===== SELECTED TEXT
The Good Soldier

David Finkel, right, with friend David Klein. So 1970s.

David Finkel, right, with friend David Klein. So 1970s.

I’ve known David Finkel at every stage of his career — from when we were on the University of Florida student newspaper together, to when we were first learning to write feature stories together at the Tallahassee Democrat, and later at the Washington Post, where Finkel preceded me at the magazine and went on to win a Pulitzer Prize for explanatory journalism. On a personal, one to one basis, he’s always been one of the funniest people I’ve known, funnier face-to-face than Dave Barry or Gene Weingarten. He’s sarcastic, self-deprecatory, even kind of goofy at times. At the earliest stages of his career, I thought he’d more likely be a humor writer than a serious journalist.

Wrong again.
==========
→ **STUDY QUESTIONS**
1. In the piece about David Finkel, condense the paragraph beginning "I've known David Finkel at every stage" into two or three sentences that keep its main facts.
2. Extend the piece about David Finkel past its final line, "Wrong again."
===== ENTRIES SUPPLIED
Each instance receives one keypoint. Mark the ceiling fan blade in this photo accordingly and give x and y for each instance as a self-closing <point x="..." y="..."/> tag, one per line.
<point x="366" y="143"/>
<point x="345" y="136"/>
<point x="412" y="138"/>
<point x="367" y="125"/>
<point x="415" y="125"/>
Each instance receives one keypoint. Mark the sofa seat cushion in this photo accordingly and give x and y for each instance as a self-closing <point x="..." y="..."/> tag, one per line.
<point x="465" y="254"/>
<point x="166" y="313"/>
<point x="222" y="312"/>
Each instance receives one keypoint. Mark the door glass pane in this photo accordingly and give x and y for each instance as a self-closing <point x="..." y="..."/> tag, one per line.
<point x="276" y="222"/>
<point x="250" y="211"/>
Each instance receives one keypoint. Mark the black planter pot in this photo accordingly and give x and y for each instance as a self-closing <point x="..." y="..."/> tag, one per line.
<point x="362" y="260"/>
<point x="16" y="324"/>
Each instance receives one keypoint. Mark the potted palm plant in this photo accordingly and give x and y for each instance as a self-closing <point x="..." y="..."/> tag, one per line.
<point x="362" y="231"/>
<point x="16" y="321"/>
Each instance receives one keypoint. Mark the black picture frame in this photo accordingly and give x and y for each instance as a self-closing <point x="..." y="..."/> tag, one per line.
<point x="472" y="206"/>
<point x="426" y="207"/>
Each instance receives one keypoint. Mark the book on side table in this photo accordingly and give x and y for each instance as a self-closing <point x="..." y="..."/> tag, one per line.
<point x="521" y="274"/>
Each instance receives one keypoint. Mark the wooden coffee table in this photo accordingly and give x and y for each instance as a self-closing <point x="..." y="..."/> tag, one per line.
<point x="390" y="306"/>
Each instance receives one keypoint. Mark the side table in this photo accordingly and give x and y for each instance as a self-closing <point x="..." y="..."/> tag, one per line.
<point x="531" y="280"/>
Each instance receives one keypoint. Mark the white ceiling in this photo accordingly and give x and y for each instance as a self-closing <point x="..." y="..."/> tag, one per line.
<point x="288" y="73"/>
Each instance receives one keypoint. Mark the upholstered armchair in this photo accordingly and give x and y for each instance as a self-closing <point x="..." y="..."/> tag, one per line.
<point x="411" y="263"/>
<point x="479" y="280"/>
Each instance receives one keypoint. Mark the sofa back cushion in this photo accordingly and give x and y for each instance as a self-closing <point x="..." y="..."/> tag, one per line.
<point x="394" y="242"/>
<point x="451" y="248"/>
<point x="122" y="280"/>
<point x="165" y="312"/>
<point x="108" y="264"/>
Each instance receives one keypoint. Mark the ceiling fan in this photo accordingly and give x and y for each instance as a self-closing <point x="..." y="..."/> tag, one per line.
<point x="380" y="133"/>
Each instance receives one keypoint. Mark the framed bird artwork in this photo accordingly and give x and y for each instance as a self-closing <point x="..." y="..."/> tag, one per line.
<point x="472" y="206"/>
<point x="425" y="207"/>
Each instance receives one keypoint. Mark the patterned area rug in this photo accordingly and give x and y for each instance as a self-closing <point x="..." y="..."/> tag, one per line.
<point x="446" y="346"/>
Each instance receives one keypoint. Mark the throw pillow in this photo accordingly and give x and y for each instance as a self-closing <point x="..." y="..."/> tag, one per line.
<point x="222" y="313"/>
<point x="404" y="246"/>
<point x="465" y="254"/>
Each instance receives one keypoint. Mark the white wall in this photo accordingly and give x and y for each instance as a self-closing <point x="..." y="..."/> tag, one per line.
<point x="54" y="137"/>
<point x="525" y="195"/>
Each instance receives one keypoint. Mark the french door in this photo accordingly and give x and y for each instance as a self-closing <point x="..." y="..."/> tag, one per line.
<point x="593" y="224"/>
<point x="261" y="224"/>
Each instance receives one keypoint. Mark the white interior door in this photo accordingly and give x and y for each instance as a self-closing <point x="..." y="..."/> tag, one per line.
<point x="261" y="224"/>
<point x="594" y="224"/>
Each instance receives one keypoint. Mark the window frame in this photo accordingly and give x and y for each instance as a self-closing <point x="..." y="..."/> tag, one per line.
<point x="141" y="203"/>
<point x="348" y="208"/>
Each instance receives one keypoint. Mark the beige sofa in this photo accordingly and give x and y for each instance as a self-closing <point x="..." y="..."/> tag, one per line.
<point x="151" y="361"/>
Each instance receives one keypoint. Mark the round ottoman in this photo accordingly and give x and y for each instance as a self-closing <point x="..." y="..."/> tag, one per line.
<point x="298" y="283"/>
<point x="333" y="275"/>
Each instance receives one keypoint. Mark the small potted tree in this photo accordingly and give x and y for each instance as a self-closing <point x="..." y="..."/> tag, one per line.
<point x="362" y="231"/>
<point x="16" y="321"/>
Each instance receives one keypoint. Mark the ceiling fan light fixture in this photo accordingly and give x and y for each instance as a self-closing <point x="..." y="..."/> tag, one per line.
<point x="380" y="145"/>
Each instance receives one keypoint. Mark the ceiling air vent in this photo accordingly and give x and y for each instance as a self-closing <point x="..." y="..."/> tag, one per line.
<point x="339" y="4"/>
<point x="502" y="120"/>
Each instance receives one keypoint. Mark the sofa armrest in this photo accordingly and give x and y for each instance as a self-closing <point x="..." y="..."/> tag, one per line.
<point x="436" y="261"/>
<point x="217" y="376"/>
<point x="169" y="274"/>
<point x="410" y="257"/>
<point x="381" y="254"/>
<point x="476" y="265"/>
==========
→ **TASK RESPONSES**
1. I've known David Finkel throughout his career: on the University of Florida student newspaper, learning feature writing at the Tallahassee Democrat, and at the Washington Post, where he worked at the magazine before me and won a Pulitzer Prize for explanatory journalism. In person he's one of the funniest people I know, funnier than Dave Barry or Gene Weingarten, and sarcastic, self-deprecatory and sometimes goofy. Early on I expected him to become a humor writer rather than a serious journalist.

2.
Finkel had astonishing depth and an immense reservoir of talent I barely guessed at. He’s become one of the great non-fiction stylists of  our generation — and his style is based on prodigious powers of observation and an almost godlike ability to see, and show us,  how the smallest detail can contain the universe.

It’s one of the mysteries of journalism that it’s taken Finkel until now to publish his first book — a fact with which Finkel has made himself the butt of thousands of his own jokes over the years. But now the book is out, and you better stand back.

It’s called The Good Soldiers, and it’s a worm’s eye view of the proverbial “boots on the ground” of American soldiers deployed to Iraq — a worm with the eyes of a poet, it’s that up-close and that profound.